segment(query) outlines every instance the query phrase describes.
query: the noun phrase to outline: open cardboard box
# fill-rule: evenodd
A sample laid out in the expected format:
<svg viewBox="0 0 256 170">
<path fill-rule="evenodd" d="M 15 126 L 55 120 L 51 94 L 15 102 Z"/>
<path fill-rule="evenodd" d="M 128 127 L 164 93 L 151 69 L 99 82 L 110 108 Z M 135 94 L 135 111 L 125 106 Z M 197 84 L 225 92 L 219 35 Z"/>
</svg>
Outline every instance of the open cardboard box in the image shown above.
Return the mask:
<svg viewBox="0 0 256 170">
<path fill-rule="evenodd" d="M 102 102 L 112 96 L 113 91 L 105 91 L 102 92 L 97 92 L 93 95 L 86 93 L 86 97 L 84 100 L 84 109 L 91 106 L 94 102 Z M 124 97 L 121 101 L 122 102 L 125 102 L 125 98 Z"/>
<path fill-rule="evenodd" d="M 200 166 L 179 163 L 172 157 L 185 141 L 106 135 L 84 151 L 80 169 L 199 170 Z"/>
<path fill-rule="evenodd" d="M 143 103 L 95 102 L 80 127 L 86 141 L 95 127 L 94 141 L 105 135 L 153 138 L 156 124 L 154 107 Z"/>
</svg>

练习要求:
把上面的数据逐行原样重新输入一遍，不做任何改动。

书面作答:
segment(query) outlines every instance the query phrase describes.
query: the noun phrase to outline: open cardboard box
# fill-rule: evenodd
A sample laid out in the expected format:
<svg viewBox="0 0 256 170">
<path fill-rule="evenodd" d="M 15 126 L 55 120 L 51 94 L 15 102 Z"/>
<path fill-rule="evenodd" d="M 128 127 L 164 93 L 151 69 L 99 82 L 110 108 Z M 135 94 L 135 111 L 125 106 Z M 197 84 L 225 92 L 219 35 Z"/>
</svg>
Outline every instance of the open cardboard box in the image shown above.
Return the mask:
<svg viewBox="0 0 256 170">
<path fill-rule="evenodd" d="M 102 102 L 112 96 L 113 91 L 105 91 L 102 92 L 97 92 L 93 95 L 86 93 L 86 97 L 84 100 L 84 109 L 91 106 L 94 102 Z M 124 97 L 121 101 L 122 102 L 125 102 L 125 98 Z"/>
<path fill-rule="evenodd" d="M 200 166 L 179 163 L 172 157 L 185 141 L 106 135 L 84 151 L 80 169 L 199 170 Z"/>
<path fill-rule="evenodd" d="M 143 103 L 95 102 L 80 127 L 86 141 L 95 127 L 94 141 L 105 135 L 153 138 L 156 124 L 154 107 Z"/>
</svg>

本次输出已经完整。